## Problem requirements
What lines in the records below mention "visible"? List them all.

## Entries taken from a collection
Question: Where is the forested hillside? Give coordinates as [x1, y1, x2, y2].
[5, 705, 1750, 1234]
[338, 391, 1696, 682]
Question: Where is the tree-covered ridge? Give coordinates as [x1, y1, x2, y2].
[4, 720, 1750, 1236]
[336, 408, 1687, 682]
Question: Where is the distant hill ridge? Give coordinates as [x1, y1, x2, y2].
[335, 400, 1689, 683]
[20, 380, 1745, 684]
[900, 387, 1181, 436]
==
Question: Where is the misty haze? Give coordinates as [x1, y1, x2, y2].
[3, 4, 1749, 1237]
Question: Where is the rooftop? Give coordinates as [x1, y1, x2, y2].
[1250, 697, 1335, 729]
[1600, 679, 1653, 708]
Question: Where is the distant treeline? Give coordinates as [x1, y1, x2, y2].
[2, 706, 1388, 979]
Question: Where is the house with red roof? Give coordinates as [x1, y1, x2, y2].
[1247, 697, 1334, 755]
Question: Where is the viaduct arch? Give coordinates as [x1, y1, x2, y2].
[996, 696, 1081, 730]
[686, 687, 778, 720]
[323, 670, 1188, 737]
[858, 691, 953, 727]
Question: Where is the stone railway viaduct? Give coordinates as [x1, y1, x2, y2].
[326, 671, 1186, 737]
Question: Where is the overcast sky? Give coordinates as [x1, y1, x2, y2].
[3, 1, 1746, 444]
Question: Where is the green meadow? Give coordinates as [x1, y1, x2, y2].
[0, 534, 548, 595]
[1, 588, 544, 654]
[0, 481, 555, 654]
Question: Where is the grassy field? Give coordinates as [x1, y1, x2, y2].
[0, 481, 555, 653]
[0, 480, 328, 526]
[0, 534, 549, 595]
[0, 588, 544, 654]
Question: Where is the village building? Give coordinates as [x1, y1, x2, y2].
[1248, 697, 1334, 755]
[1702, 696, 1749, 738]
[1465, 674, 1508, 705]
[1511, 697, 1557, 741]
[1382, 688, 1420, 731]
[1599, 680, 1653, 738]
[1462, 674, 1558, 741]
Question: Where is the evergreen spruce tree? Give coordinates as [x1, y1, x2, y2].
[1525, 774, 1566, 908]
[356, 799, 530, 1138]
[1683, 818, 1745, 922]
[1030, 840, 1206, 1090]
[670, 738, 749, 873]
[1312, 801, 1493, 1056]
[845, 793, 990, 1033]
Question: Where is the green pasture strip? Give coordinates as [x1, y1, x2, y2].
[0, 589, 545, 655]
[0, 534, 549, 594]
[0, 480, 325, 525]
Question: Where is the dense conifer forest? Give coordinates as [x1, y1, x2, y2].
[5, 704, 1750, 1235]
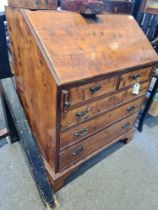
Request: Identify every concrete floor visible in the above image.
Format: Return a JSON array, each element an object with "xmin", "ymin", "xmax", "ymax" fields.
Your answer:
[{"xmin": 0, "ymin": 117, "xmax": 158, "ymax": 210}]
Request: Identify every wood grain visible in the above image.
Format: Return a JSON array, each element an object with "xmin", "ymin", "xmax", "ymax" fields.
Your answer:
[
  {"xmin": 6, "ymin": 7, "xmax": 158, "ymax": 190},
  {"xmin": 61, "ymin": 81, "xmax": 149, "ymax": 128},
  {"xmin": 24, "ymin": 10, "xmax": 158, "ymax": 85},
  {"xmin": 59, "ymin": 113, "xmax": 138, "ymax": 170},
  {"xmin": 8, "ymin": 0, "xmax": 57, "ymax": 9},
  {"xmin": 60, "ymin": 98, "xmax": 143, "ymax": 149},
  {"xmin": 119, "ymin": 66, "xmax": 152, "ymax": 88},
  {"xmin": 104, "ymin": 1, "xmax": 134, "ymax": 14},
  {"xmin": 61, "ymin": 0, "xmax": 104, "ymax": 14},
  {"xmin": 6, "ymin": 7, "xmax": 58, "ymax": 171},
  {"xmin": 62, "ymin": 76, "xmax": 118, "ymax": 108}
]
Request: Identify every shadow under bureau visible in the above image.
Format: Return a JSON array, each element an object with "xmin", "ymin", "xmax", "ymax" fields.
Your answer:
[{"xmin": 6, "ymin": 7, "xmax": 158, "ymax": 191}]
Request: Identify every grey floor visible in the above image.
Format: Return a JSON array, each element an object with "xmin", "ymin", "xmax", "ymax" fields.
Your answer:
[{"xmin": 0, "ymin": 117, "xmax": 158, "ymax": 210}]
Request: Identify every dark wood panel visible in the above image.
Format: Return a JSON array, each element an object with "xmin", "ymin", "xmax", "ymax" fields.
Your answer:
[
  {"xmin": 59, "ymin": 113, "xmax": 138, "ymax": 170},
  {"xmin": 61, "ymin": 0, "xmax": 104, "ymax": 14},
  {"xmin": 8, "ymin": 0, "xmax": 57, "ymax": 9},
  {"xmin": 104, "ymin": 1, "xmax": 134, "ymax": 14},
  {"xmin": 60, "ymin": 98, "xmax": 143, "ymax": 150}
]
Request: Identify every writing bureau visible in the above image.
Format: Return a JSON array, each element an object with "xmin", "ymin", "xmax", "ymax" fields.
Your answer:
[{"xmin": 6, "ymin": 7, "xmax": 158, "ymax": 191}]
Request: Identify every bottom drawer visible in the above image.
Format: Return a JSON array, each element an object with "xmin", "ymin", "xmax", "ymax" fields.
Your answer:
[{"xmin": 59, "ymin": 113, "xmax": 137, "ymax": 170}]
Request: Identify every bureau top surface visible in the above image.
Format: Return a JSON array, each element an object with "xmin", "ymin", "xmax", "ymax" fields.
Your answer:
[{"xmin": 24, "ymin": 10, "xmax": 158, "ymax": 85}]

## Written answer
Request: Identify every concrete floor visible in the above image.
Request: Identify every wood grain visible in the above image.
Request: Identify every shadow under bureau visible in the above image.
Request: Identify every grey floor visible in the above image.
Request: Identify every dark wood panel visible in the above image.
Request: Identify every writing bureau visible in the above image.
Request: Identify every bottom drawer visible in the above image.
Request: Identify every bureau top surface visible in the above image.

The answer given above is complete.